━━━━━ Given entries ━━━━━
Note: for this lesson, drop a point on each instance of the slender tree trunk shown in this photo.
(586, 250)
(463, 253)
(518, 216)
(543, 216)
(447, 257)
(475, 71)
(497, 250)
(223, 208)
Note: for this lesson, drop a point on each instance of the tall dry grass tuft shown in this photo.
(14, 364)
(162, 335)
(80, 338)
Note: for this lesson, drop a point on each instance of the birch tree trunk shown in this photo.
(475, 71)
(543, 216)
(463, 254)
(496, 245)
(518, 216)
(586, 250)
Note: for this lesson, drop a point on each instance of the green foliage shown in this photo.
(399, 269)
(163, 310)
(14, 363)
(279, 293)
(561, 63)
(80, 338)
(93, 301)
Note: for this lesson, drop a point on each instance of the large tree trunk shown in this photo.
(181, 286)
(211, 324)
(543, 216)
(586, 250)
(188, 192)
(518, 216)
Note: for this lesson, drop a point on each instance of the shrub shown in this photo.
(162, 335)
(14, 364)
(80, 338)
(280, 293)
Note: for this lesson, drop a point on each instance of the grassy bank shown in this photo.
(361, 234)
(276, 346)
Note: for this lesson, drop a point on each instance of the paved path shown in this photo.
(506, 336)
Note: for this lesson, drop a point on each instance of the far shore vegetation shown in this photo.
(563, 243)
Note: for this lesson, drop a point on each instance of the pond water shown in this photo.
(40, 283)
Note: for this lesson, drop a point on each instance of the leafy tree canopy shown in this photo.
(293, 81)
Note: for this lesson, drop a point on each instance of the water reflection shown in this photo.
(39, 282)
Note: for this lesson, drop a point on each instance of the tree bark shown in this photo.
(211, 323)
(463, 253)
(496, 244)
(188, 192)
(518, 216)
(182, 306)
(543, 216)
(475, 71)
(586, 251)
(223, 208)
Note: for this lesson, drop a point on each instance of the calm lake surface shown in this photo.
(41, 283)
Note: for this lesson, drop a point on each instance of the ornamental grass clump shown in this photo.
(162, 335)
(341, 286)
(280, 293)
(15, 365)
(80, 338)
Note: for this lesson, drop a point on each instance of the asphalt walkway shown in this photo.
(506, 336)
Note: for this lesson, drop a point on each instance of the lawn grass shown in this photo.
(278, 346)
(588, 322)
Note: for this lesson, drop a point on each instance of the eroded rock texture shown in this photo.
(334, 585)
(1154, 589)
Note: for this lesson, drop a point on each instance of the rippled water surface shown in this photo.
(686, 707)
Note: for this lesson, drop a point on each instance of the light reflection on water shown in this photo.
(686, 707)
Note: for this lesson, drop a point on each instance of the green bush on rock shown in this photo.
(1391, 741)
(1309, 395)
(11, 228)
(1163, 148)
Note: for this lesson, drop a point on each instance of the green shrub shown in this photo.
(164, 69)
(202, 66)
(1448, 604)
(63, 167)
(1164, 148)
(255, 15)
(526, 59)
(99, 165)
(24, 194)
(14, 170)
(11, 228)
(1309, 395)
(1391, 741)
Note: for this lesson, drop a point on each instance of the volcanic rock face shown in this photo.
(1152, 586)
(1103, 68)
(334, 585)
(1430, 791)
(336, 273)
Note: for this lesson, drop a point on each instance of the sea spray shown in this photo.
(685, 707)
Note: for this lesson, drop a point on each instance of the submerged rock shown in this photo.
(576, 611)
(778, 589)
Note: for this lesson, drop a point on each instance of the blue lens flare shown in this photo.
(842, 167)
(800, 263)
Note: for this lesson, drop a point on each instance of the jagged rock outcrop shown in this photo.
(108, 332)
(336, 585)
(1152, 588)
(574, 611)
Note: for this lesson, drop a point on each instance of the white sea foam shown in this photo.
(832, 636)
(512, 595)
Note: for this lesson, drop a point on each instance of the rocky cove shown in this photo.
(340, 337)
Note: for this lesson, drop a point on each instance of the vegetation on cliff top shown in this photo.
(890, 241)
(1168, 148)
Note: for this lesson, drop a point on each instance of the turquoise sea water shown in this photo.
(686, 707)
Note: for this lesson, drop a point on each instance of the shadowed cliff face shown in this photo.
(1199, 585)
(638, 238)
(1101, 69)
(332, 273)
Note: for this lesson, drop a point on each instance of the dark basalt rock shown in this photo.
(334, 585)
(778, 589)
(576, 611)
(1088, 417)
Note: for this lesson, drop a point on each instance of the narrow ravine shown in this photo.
━━━━━
- [Work to be completed]
The line containing "cliff face shown in this photo." and every line after it, up to and including the last line of the records, should be reproduced exactly, with nothing else.

- [Reply to the exercise]
Note: for this lesson, drop a point on each instance of the shadowed cliff face shown in this photo.
(1199, 585)
(638, 238)
(1101, 69)
(332, 273)
Note: for this lesson, drop a point on each instance of the dark basalt rock shown in this photo.
(334, 585)
(778, 589)
(576, 611)
(1088, 417)
Note: for this lesson, drop a point on each instance of the narrow ravine shown in this photo.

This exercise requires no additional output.